:: WHAT IS NEEDED ::
Rewrite every row below, changing each "put a marker on" to "place a dot on" and leaving everything else untouched.

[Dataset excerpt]
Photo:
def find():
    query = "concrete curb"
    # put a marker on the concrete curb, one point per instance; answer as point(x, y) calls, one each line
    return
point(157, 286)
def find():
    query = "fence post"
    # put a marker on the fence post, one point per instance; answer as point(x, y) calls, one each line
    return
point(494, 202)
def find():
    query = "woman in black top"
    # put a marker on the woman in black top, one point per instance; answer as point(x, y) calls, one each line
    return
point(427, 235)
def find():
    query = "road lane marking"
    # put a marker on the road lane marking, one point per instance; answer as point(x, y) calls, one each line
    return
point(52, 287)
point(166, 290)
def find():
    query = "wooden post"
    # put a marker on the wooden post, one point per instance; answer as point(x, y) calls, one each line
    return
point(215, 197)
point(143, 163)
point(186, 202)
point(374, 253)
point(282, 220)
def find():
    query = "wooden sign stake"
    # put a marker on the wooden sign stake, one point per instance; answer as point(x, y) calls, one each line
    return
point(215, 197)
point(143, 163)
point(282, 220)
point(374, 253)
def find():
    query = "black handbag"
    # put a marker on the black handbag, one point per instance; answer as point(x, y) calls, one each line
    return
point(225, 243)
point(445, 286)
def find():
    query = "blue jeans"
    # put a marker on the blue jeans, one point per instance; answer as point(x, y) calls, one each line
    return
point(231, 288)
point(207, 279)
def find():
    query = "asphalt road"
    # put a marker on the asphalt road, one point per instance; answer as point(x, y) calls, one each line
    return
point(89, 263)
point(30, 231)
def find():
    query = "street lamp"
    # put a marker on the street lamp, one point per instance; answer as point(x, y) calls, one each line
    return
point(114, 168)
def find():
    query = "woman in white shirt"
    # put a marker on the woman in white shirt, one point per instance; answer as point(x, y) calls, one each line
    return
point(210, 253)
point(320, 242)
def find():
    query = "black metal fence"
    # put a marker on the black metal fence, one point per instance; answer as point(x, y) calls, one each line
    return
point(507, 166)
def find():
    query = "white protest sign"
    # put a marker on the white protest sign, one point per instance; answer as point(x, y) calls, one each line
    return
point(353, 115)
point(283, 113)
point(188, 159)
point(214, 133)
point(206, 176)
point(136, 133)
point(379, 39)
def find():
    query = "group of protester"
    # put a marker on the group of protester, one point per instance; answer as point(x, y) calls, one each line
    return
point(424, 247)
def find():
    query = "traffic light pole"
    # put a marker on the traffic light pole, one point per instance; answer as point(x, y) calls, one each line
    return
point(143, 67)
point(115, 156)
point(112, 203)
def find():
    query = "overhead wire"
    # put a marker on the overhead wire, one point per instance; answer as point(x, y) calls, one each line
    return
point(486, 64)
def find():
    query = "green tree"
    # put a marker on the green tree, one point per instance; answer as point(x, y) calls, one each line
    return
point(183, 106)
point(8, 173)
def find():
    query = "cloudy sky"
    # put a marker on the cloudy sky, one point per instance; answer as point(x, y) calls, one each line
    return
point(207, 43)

:: FULL RESPONSE ::
Photo:
def find():
    query = "concrete curb"
    # place a dot on the concrete curb, one point per instance; answer as point(x, y) calls, one each line
    return
point(157, 286)
def find():
    query = "fence post"
    # place a dot on the fence post, one point per instance; answer as point(x, y) calls, one each line
    return
point(494, 202)
def find():
    query = "woman in black top"
    # place a dot on the woman in black top, one point per instance; answer as point(x, y) calls, one each line
    return
point(427, 235)
def find():
    query = "road lane marking"
    # place a dot on the road lane marking, one point per instance; answer as point(x, y) calls, one each line
    return
point(52, 287)
point(166, 290)
def find():
    query = "wooden post"
    # place a dot on the wooden post, one point per instance; answer as point(x, y) calls, one each line
    return
point(215, 197)
point(143, 163)
point(186, 202)
point(374, 253)
point(282, 220)
def find():
    query = "wooden sign stake"
    # place a dot on the wooden sign stake, one point per instance; answer as point(x, y) calls, one each line
    return
point(215, 197)
point(143, 163)
point(282, 220)
point(374, 253)
def find():
    query = "black handbag"
    # place a dot on the black handbag, one point per instance; answer as point(x, y) calls, one each line
    return
point(225, 243)
point(445, 286)
def find():
    query = "blue jeans"
    # place a dot on the blue jeans, one point per instance; answer as point(x, y) calls, one each line
    return
point(231, 288)
point(207, 279)
def find():
    query = "asphalt road"
    # place a dot on the asphalt road, one point per instance; answer as point(x, y) calls, one each line
    return
point(89, 263)
point(30, 231)
def find():
    query = "street lamp"
    # place a dot on the street lamp, one point per instance; answer as point(x, y) calls, one each line
    return
point(114, 168)
def find():
    query = "woman in white shirt"
    # place a dot on the woman in white shirt, one point per instance; answer as point(x, y) calls, one each line
    return
point(210, 253)
point(320, 242)
def find():
    query = "black metal fence"
    # place a dot on the black metal fence, one point per instance; answer as point(x, y) calls, one each line
    return
point(507, 166)
def find():
    query = "white protest sign"
    # place a dot on the white protest sign, one point per instance; answer as point(x, y) calls, one each line
    return
point(353, 115)
point(283, 113)
point(188, 159)
point(214, 133)
point(206, 176)
point(136, 133)
point(379, 39)
def find():
    query = "group of protester"
    # place a dot on the group of protester, one point per instance; answer as point(x, y) calls, one each line
    return
point(424, 247)
def find():
    query = "traffic light pole"
    # place a dot on the traffic light pole, one point per instance; answer as point(x, y) calls, one each line
    return
point(143, 67)
point(115, 156)
point(112, 203)
def find():
    query = "overhead wire"
    # place a dot on the overhead wire, one point per instance; answer as point(x, y) calls, one each line
    return
point(486, 64)
def find():
    query = "green tree"
    # place a dot on the green tree, one point per instance; answer as point(x, y) calls, one each line
    return
point(183, 106)
point(8, 173)
def find():
    query = "cloudy sky"
    # place a dot on the cloudy sky, one point per instance; answer as point(x, y) calls, one each line
    return
point(207, 43)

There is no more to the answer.